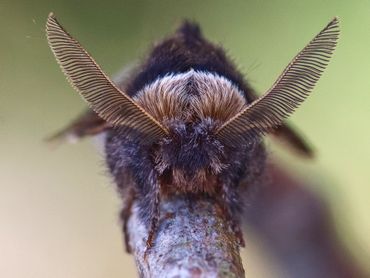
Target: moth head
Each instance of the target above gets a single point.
(196, 118)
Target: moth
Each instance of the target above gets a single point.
(185, 122)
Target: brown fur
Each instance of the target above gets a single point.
(191, 96)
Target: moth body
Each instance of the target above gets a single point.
(185, 121)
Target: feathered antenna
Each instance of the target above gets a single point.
(85, 75)
(291, 88)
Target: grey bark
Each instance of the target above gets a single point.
(192, 240)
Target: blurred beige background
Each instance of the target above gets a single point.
(58, 208)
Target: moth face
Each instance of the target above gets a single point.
(191, 98)
(191, 106)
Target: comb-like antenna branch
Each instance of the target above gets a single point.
(85, 75)
(291, 88)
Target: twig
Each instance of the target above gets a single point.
(193, 240)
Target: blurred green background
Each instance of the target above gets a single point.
(59, 209)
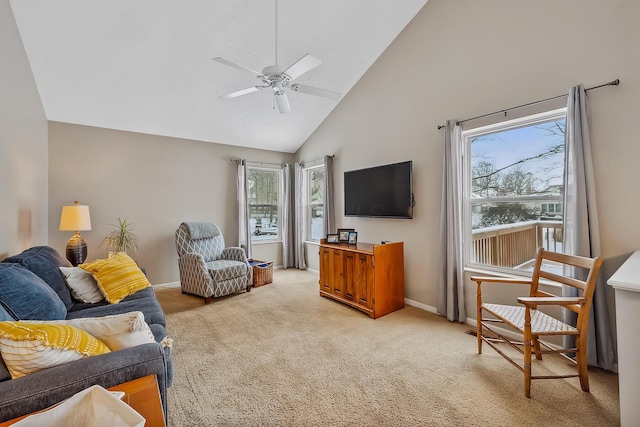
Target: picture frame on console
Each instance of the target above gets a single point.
(343, 234)
(353, 238)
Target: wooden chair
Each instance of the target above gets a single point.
(531, 324)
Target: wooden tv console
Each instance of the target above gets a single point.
(365, 276)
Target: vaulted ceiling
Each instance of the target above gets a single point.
(145, 65)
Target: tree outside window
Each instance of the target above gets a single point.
(315, 203)
(263, 199)
(514, 190)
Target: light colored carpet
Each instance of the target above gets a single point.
(281, 355)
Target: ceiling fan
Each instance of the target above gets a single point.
(280, 79)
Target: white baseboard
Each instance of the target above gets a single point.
(167, 285)
(421, 306)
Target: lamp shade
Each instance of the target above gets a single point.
(75, 218)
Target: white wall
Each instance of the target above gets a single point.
(155, 182)
(464, 58)
(23, 146)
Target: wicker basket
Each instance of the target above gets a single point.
(262, 272)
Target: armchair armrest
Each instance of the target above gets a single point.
(234, 253)
(564, 301)
(506, 280)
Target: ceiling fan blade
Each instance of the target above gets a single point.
(240, 93)
(283, 102)
(301, 66)
(237, 66)
(310, 90)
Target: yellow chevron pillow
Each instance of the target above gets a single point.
(29, 347)
(117, 277)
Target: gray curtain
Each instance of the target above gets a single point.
(298, 209)
(293, 217)
(581, 235)
(244, 230)
(288, 243)
(328, 214)
(451, 280)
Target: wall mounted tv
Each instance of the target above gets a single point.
(380, 192)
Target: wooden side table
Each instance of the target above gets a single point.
(141, 394)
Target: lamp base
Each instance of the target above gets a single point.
(76, 249)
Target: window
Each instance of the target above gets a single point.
(514, 185)
(264, 203)
(315, 205)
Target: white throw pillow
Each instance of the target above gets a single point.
(117, 331)
(82, 284)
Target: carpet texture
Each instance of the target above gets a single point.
(281, 355)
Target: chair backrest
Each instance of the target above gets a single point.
(571, 270)
(204, 238)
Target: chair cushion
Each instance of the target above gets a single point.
(222, 269)
(26, 296)
(209, 248)
(541, 324)
(44, 261)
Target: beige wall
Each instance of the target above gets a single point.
(23, 146)
(464, 58)
(155, 182)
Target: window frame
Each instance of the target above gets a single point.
(280, 186)
(468, 201)
(308, 206)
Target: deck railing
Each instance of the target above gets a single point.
(511, 245)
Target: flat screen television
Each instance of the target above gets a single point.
(379, 192)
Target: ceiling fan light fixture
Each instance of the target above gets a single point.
(280, 78)
(283, 102)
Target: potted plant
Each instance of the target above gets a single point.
(122, 239)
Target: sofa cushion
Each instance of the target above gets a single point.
(117, 277)
(4, 315)
(44, 261)
(26, 296)
(29, 347)
(82, 285)
(117, 331)
(144, 301)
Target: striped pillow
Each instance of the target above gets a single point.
(117, 277)
(29, 347)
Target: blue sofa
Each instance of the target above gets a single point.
(33, 288)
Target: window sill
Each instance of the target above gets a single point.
(502, 273)
(265, 242)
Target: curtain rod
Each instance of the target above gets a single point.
(615, 82)
(257, 163)
(316, 161)
(280, 164)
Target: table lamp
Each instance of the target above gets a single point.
(76, 218)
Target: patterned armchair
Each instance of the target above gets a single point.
(207, 268)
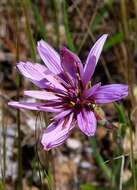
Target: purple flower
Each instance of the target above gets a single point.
(66, 91)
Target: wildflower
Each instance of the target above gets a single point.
(66, 91)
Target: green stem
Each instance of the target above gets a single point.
(19, 185)
(132, 160)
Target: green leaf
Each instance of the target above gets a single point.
(116, 39)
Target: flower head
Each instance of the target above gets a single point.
(66, 91)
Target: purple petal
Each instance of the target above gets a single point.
(25, 105)
(96, 49)
(34, 72)
(110, 93)
(49, 56)
(55, 80)
(56, 134)
(71, 62)
(42, 95)
(62, 114)
(89, 92)
(89, 70)
(31, 106)
(87, 122)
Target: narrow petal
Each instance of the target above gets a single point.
(49, 56)
(25, 105)
(34, 72)
(71, 63)
(110, 93)
(89, 92)
(89, 70)
(87, 122)
(96, 49)
(56, 134)
(62, 114)
(42, 95)
(55, 80)
(31, 106)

* * * * * * *

What you should do
Top to bottom, retype the listing exactly but drop every picture.

Output for this task
Target: moth head
Each instance of the target above gets a single point.
(196, 118)
Target: moth
Each instance of the target above gets a single point.
(185, 122)
Target: brown fur
Each instance of the target above gets a single point.
(191, 96)
Target: moth body
Each instance of the target above gets a single point.
(185, 121)
Target: feathered antenna
Each instance of the target above gets a single point.
(85, 75)
(291, 88)
Target: grey bark
Each instance of the target above gets a single point.
(192, 240)
Target: blurred beige background
Each instance of the target above gets a single point.
(58, 208)
Target: moth face
Each instance of the target above gets a single point.
(191, 98)
(191, 106)
Target: comb-like antenna branch
Each instance of the target above gets a single point.
(85, 75)
(291, 88)
Target: twig
Each instance of the target above gets a single point.
(193, 240)
Target: blurred green background
Each instance of the target above gets a single point.
(59, 209)
Target: picture frame on console
Each instance of the target above gets a single point.
(343, 234)
(353, 238)
Target: wooden chair
Each instance of the target above gets a single point.
(531, 324)
Target: wooden tv console
Each instance of the target above gets a single point.
(365, 276)
Target: vaulted ceiling
Each instance of the target above gets a single point.
(145, 65)
Target: tree outside window
Each instance of the target above gets a single point.
(315, 203)
(263, 199)
(514, 190)
Target: light colored carpet
Each instance of the target above gets a single point.
(281, 355)
Target: ceiling fan
Each instance of the target above gets a single point.
(280, 79)
Target: white baseboard
Each instance of the target above gets a single point.
(167, 285)
(421, 306)
Target: lamp shade
Each instance of the target above gets a single point.
(75, 218)
Target: white wall
Each instance of the target above gets a single point.
(155, 182)
(464, 58)
(23, 146)
Target: wicker basket
Each instance of the target above gets a single point.
(262, 272)
Target: armchair armrest
Each instance of the target above gets a single point.
(234, 253)
(564, 301)
(506, 280)
Target: ceiling fan blade
Each instance of the target above gets a single point.
(240, 93)
(283, 102)
(301, 66)
(237, 66)
(310, 90)
Target: yellow chevron pillow
Each instance of the target above gets a single point.
(29, 347)
(117, 277)
Target: gray curtain
Each instance of the target above gets a single point.
(298, 209)
(293, 217)
(581, 235)
(244, 230)
(288, 243)
(328, 214)
(451, 280)
Target: wall mounted tv
Each instance of the target above gets a single point.
(380, 192)
Target: wooden side table
Each instance of the target above gets a single point.
(141, 394)
Target: lamp base
Each instance of the target above gets a single point.
(76, 249)
Target: window
Each instance of the target above gets a single point.
(514, 185)
(264, 203)
(315, 205)
Target: white throw pillow
Each instance of the target above gets a single point.
(117, 331)
(82, 284)
Target: carpet texture
Each instance of the target above gets a single point.
(281, 355)
Target: chair backrest
Each instance of the target above gets a single point.
(571, 270)
(204, 238)
Target: chair cushion
Each instance of the target above gets a single point.
(222, 269)
(26, 296)
(209, 248)
(541, 324)
(44, 261)
Target: beige wall
Each instance of the target above gets a single point.
(23, 146)
(464, 58)
(155, 182)
Target: window frame
Each instance of the target above gets a single point.
(280, 186)
(468, 201)
(308, 206)
Target: deck railing
Each instance of the target above gets a single point.
(511, 245)
Target: flat screen television
Each instance of the target above gets a single point.
(379, 192)
Target: ceiling fan light fixture
Each instance of the target above gets a single point.
(280, 78)
(283, 102)
Target: potted plant
Each instance of the target above gets a single point.
(122, 239)
Target: sofa cushion
Each instance of the target above gets a single point.
(117, 277)
(4, 315)
(44, 261)
(26, 296)
(29, 347)
(82, 285)
(117, 331)
(144, 301)
Target: striped pillow
Each instance of the target above gets a single point.
(117, 277)
(29, 347)
Target: blue sofa
Each instance of the target above gets a single point.
(33, 288)
Target: window sill
Each instance of the target above gets a single point.
(502, 273)
(265, 242)
Target: curtain rod
Each instance of the target above gets a single point.
(615, 82)
(257, 163)
(316, 161)
(280, 164)
Target: table lamp
Each instance of the target above gets a single point.
(76, 218)
Target: patterned armchair
Each instance of the target above gets a single point.
(207, 268)
Target: purple flower
Each instance of the target above gets a single point.
(66, 91)
Target: wildflower
Each instance of the target above gets a single point.
(66, 91)
Target: green stem
Each instance of the target above gets a single point.
(19, 185)
(132, 160)
Target: green leaf
Each instance of the target above gets a single point.
(116, 39)
Target: flower head
Each instance of the target above gets a single point.
(66, 91)
Target: purple petal
Each instance of the target above gets a single point.
(25, 105)
(96, 49)
(34, 72)
(110, 93)
(49, 56)
(55, 80)
(56, 134)
(71, 62)
(42, 95)
(62, 114)
(89, 92)
(89, 70)
(31, 106)
(87, 122)
Target: narrow petal
Each instance of the target above gets a single point.
(49, 56)
(25, 105)
(34, 72)
(71, 63)
(110, 93)
(89, 92)
(89, 70)
(87, 122)
(96, 49)
(56, 134)
(62, 114)
(42, 95)
(55, 80)
(31, 106)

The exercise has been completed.